# [What is asked]
Can you put every line of the entries below into a Markdown table with the columns Row and Line, numbering each row and leaving out blank lines?
------------------------------------------------
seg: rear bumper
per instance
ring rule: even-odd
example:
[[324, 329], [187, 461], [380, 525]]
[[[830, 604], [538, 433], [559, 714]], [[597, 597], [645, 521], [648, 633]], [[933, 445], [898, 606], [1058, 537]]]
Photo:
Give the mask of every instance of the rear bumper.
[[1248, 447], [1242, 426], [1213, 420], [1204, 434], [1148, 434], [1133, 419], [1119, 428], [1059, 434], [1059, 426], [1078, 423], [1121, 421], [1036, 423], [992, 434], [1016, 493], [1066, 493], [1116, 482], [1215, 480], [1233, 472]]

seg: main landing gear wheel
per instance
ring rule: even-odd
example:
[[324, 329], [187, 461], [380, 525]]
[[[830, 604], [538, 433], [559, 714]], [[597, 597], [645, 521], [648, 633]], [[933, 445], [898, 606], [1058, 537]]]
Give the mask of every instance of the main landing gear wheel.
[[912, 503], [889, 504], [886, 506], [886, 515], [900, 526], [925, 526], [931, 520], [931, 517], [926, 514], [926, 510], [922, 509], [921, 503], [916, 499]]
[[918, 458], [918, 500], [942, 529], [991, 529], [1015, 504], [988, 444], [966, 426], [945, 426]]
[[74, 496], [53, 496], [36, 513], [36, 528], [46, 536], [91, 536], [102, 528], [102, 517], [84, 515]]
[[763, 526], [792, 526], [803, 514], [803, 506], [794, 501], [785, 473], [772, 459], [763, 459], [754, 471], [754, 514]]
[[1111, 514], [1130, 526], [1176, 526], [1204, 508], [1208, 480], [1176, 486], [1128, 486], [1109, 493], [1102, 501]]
------------------------------------------------
# [Answer to the task]
| Row | Line |
|---|---|
| 1 | seg: rear bumper |
| 2 | per instance |
| 3 | ring rule: even-odd |
| 4 | example: |
| 5 | [[324, 329], [187, 461], [380, 525]] |
| 6 | [[[830, 604], [538, 433], [559, 714]], [[597, 597], [645, 521], [648, 633]], [[933, 445], [898, 606], [1058, 537]]] |
| 7 | Photo: |
| 8 | Give the mask of every instance of the rear bumper. |
| 9 | [[1248, 447], [1242, 426], [1213, 420], [1204, 434], [1148, 434], [1133, 419], [1119, 428], [1059, 434], [1059, 426], [1078, 423], [1121, 421], [1036, 423], [992, 434], [1016, 493], [1066, 493], [1116, 482], [1215, 480], [1233, 472]] |
| 10 | seg: main landing gear wheel |
| 11 | per instance |
| 12 | ring rule: even-odd |
| 13 | example: |
| 14 | [[324, 329], [187, 461], [380, 525]] |
| 15 | [[[830, 604], [538, 433], [559, 714]], [[597, 597], [645, 521], [648, 633]], [[933, 445], [898, 606], [1058, 537]]] |
| 16 | Give the mask of every instance of the main landing gear wheel. |
| 17 | [[912, 503], [889, 504], [886, 506], [886, 515], [900, 526], [925, 526], [931, 520], [931, 517], [926, 514], [926, 510], [922, 509], [921, 503], [916, 499]] |
| 18 | [[918, 458], [918, 500], [942, 529], [991, 529], [1015, 504], [988, 444], [966, 426], [945, 426]] |
| 19 | [[74, 496], [53, 496], [36, 513], [36, 528], [46, 536], [91, 536], [102, 528], [102, 517], [84, 515]] |
| 20 | [[763, 526], [792, 526], [803, 514], [803, 506], [794, 501], [785, 473], [772, 459], [763, 459], [754, 471], [754, 514]] |
| 21 | [[1111, 514], [1130, 526], [1176, 526], [1204, 508], [1208, 480], [1176, 486], [1128, 486], [1109, 493], [1102, 501]] |